### EXCERPT
◇ ◇ ◇

In a message written on Mon, Sep 12, 2011 at 06:56:26PM +0000, Dobbins, Roland 
wrote:
> The days of public-facing software-based routers were over years ago - you 
> need an ASIC-based edge router, else you'll end up getting zorched.

Some enterprises get MPLS L3 VPN service from their providers, and need boxes 
that can route packets to it and speak BGP to inject their routes.  They are 
not, per se, connected to the Internet, and thus won't be "zorched", at least 
in the sense you are using it.

Also, many enterprises get DS-3, Cable Modem, or 100M Ethernet handoffs, and 
won't ever get a faster "zorch" due to link speed.

---

Picking up on what Leo wrote:

I think the OP stated he is using less than 10M (or a few T1s or something). 
The term Enterprise covers a lot of ground from SMEs to LBs. 

It's important to clarify that no router is perfect and all of them are 
sufficiently complex beasties to fully understand your problem/solution set. 

Software routers are simpler in that almost all of their complexities lie in 
their CPU/bus/interrupt limitations and provided you haven't hit those limits 
the software can do just about anything you ask of it. 

Hardware-assisted routers are promised to move lots and lots of pps and 
tolerate all kinds of bad behavior -- with all kinds of caveats, like control 
plane policing, understanding the minutiae of their ASIC design/layout and of 
course various oddities in their software configurations and releases (turn 
this on, but not with that, if you want this feature to work). 

Without rehashing 20+ years of collective knowledge & caveats on 
hardware-assisted routers, smaller guys who want to test their approach to 
purchasing need some kind of answer better than "it depends".

◇ ◇ ◇

### DATASET CONTENT

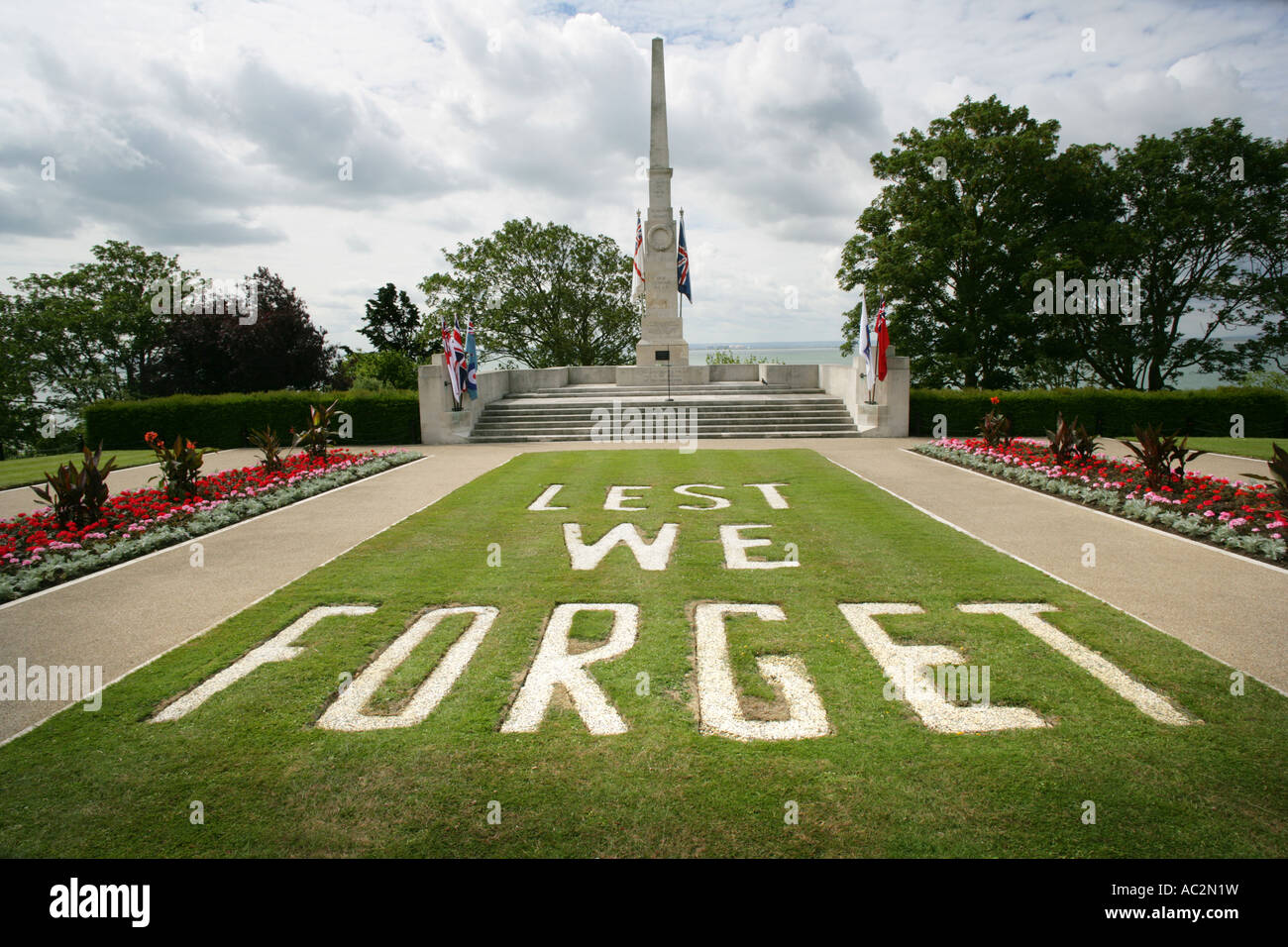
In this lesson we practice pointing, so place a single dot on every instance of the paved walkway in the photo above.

◇ ◇ ◇

### AIM OF THE TASK
Answer these questions from the excerpt:
(a) What kind of edge router does Dobbins say is needed to avoid getting zorched?
(b) Which three handoff types do many enterprises get, according to the first reply?
(c) Where do almost all of the complexities of software routers lie?

### SOLUTION
(a) An ASIC-based edge router.
(b) DS-3, Cable Modem, and 100M Ethernet.
(c) In their CPU/bus/interrupt limitations.